__TEXTO MOSTRADO__:
*****

Así, el proceso inicial contra el heliocentrismo
abrió una brecha entre la jerarquía católica, que hasta ese momento había
estado profundamente implicada en la divulgación del conocimiento y el
desarrollo científico. Y de manera casi simultánea, en los países protestantes
se afianzó un modelo en el que la libre especulación y la difusión de la
enseñanza incluso a estamentos de la sociedad poco favorecidos eran esenciales,
fomentando así el desarrollo científico y económico, dos actividades
íntimamente ligadas. Una dicotomía norte-sur que aun hoy en día no ha sido
completamente cerrada.
Ahora honramos la libertad de pensamiento y de
búsqueda de la verdad, y la vida y obra de una ingente cantidad de científicos
e intelectuales que aún hoy en día pagan un precio extraordinario por defender
estos derechos. En Oriente Medio vemos con ya demasiada frecuencia la
eliminación del legado cultural que a todos pertenece mientras se acalla con métodos
bárbaros a aquél que osa a traspasar los límites de la ortodoxia. Pero sin
irnos lejos, en Occidente la ciencia y la cultura parece que se encorsetan, sin
dejar sitio a la libre especulación que nos depara sorpresas.

*****

__ÍTEMS DEL CONJUNTO__:
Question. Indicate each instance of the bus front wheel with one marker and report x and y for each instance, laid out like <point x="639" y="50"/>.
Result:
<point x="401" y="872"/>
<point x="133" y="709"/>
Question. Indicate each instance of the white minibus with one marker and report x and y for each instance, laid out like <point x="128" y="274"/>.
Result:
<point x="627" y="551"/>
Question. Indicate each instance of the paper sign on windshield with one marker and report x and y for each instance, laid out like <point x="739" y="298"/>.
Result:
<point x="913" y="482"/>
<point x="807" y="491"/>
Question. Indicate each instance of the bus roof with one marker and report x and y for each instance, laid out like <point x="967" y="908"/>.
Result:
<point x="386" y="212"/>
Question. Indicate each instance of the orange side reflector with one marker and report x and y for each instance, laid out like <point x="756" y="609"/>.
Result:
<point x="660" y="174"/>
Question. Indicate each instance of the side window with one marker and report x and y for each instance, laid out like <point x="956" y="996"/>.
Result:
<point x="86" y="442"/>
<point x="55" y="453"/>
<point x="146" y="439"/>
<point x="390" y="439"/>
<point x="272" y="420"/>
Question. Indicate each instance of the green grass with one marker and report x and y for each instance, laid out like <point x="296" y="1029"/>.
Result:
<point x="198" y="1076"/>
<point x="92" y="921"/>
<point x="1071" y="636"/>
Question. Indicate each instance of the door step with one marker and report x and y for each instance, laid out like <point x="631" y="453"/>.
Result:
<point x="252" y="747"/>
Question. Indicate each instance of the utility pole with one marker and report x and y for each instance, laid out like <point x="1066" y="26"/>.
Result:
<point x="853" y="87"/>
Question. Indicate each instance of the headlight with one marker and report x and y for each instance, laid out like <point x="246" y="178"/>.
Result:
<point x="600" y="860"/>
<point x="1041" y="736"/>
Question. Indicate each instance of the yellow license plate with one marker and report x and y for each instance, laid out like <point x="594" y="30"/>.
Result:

*****

__EJERCICIOS POR REALIZAR__:
a: ¿Qué dos actividades presenta como íntimamente ligadas el texto sobre el heliocentrismo y la libertad de pensamiento?
b: Prosigue el texto sobre el heliocentrismo y la libertad de pensamiento a partir de su última frase.
Los ítems no hacen falta para nada.

__RESULTADOS DEL EJERCICIO__:
a: El desarrollo científico y el desarrollo económico.

b:
Precisamente en este centenario de la Teoría de la
Relatividad General de Einstein es posible preguntarse si una figura así, que
se desarrolló en la oscuridad de una oficina de patentes, podría aparecer en la
actualidad, dada la presión de la burocracia, que empuja hacia ciertas líneas del
conocimiento consideradas útiles, y la imperiosa exigencia de publicar en el
mundo académico. La discriminación por motivos de orientación sexual o genero
sigue siendo patente, con salarios menores para las mujeres o con carreras
científicas más difíciles. Mientras tanto, los ciudadanos nos asentamos en un
conformismo desolador: devoradores de tecnología consumista, sin verdaderamente
entender el cómo de las cosas, y mucho menos plantearnos el porqué. La actitud
crítica, sobre todo la que examina nuestras propias actitudes y creencias,
brilla por su ausencia.
Así que estas fechas son un momento para la
reflexión y para celebrar también el bienestar que este conocimiento nos
aporta: una sociedad que invierte en educación e investigación es una sociedad
que realmente cree en un futuro de ciudadanos libres que disfrutan de las
mismas oportunidades.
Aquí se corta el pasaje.